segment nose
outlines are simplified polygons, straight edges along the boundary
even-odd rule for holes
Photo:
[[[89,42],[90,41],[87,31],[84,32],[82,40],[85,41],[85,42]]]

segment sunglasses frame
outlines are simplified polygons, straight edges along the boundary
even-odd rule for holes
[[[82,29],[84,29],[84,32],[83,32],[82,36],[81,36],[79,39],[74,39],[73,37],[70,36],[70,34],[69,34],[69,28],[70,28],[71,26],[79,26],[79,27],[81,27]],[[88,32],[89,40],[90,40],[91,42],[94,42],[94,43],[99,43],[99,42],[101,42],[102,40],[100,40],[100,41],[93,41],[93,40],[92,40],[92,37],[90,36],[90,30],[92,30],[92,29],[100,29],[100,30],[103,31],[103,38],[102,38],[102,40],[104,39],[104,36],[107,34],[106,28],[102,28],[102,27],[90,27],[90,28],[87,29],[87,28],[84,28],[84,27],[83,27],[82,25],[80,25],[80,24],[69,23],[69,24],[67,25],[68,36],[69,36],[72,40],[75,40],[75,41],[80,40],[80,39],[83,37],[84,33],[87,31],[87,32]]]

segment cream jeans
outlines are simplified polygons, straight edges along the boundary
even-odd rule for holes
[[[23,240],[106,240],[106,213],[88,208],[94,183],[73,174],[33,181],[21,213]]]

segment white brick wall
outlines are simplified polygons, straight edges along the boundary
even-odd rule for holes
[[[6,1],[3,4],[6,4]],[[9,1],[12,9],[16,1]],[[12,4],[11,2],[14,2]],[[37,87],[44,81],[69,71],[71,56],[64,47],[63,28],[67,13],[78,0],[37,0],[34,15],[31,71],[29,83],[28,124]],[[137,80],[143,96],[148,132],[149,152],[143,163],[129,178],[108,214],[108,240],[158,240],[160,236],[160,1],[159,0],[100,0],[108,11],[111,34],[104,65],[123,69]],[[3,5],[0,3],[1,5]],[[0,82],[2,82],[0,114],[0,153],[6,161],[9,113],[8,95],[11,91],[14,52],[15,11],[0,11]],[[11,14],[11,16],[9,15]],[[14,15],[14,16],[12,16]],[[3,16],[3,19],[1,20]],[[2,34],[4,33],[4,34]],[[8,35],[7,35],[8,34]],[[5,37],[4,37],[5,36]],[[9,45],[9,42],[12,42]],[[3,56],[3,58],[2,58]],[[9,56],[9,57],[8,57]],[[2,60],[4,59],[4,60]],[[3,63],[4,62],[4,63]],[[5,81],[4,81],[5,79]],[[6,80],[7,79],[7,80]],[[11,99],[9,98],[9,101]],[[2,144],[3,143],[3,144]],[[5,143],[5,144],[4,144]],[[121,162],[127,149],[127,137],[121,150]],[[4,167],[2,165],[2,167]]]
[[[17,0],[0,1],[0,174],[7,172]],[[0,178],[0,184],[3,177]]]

※

Rewrite the records from the line containing "segment cream jeans" through the end of the records, changing "straight edges" to "straight sides" and keeping everything else the same.

=== Response to this task ===
segment cream jeans
outlines are simplified polygons, straight sides along the boundary
even-odd rule for holes
[[[23,240],[106,240],[106,213],[88,208],[94,183],[73,174],[33,181],[21,213]]]

segment white brick wall
outlines are simplified polygons, straight sides along the boundary
even-odd rule for holes
[[[6,1],[3,4],[6,4]],[[9,1],[12,9],[16,1]],[[12,4],[11,2],[14,2]],[[37,87],[44,81],[69,71],[71,56],[64,47],[63,28],[67,13],[78,0],[37,0],[34,15],[31,71],[29,83],[28,124]],[[137,80],[143,96],[148,132],[149,152],[143,163],[129,178],[108,214],[108,240],[158,240],[160,236],[160,1],[159,0],[100,0],[108,11],[111,34],[104,65],[123,69]],[[3,5],[0,3],[1,5]],[[0,82],[2,82],[0,114],[0,153],[6,161],[9,113],[8,95],[11,91],[14,52],[15,11],[0,11]],[[11,14],[11,16],[9,15]],[[14,15],[14,16],[12,16]],[[3,16],[3,19],[1,20]],[[2,34],[4,33],[4,34]],[[8,35],[7,35],[8,34]],[[5,37],[4,37],[5,36]],[[9,45],[9,42],[12,42]],[[3,56],[3,58],[2,58]],[[9,56],[9,57],[8,57]],[[2,60],[4,59],[4,60]],[[3,63],[4,62],[4,63]],[[5,81],[4,81],[5,79]],[[6,80],[7,79],[7,80]],[[11,99],[9,98],[9,101]],[[2,144],[3,143],[3,144]],[[5,143],[5,144],[4,144]],[[121,162],[127,149],[127,137],[121,150]],[[4,167],[2,165],[2,167]]]
[[[17,0],[0,1],[0,174],[7,172]],[[0,178],[0,184],[3,177]]]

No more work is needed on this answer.